Article:
·····

Thread: Change JOIN tutorial to focus more on explicit joins

Change JOIN tutorial to focus more on explicit joins

From
PG Doc comments form
Date:
The following documentation comment has been logged on the website:

Page: https://www.postgresql.org/docs/12/tutorial-join.html
Description:

The tutorial about joins makes the following statement about the explicit
JOIN operator:

> This syntax is not as commonly used as the one above

I think in 2020 this claim is no longer true, and I would love to see the
manual prefer the "modern" explicit JOIN operator rather than sticking to
the ancient implicit joins in the WHERE clause.

·····

Material:
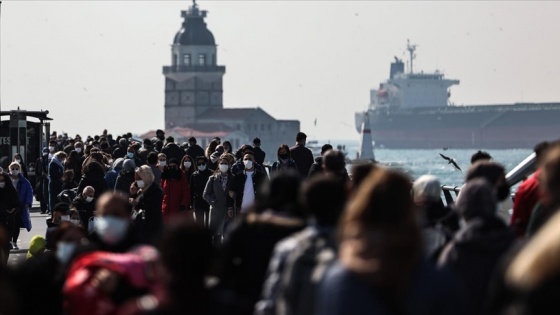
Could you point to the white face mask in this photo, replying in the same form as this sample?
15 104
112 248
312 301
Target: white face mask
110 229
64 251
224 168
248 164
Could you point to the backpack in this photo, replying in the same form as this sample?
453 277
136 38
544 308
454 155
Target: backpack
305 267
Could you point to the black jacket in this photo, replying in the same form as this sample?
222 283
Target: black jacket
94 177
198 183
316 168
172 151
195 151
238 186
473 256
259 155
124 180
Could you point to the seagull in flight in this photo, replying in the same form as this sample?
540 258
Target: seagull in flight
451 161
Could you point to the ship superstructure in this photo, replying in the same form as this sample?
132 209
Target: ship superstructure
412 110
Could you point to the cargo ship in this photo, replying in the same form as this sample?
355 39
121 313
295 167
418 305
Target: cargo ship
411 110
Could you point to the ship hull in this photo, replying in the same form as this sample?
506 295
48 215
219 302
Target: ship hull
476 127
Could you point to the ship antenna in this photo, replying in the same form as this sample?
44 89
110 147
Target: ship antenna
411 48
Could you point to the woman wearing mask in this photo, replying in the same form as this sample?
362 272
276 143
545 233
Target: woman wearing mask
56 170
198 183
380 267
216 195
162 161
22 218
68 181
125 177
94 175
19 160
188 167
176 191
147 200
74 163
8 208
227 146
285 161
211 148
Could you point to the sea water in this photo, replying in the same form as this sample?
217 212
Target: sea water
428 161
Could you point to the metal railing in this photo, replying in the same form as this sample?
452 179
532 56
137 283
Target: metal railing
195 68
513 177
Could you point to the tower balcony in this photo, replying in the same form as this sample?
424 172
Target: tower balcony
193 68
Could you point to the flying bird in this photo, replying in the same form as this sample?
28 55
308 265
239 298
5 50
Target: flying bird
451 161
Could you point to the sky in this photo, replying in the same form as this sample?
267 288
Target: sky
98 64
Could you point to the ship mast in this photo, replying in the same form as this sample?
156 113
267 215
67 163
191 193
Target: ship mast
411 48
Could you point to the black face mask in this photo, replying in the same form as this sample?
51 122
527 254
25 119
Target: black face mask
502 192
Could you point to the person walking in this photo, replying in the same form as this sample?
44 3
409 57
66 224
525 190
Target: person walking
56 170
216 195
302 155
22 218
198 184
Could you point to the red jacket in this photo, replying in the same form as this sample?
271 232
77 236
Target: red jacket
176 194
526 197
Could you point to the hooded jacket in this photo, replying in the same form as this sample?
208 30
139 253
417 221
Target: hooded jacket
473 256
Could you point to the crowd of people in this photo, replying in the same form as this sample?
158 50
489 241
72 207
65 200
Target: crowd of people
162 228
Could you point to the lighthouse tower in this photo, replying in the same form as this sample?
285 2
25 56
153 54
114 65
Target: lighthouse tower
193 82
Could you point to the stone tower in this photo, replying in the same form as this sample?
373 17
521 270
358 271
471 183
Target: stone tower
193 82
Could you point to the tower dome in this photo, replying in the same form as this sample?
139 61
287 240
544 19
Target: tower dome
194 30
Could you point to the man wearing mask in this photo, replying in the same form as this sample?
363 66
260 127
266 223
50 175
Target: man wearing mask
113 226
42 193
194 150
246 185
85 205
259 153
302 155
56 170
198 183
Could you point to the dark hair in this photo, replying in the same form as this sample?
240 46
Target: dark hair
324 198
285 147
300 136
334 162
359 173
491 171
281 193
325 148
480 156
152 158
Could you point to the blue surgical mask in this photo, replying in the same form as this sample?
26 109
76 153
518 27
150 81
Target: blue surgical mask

·····

Short problem:
Answer these about the thread on the join tutorial:
(a) Which version of the PostgreSQL documentation does the linked page belong to?
(b) What year does the commenter give as the point when the tutorial's claim is no longer true?
(c) In which clause does the commenter say the old implicit joins are written?

Response to the task:
(a) Version 12.
(b) 2020.
(c) The WHERE clause.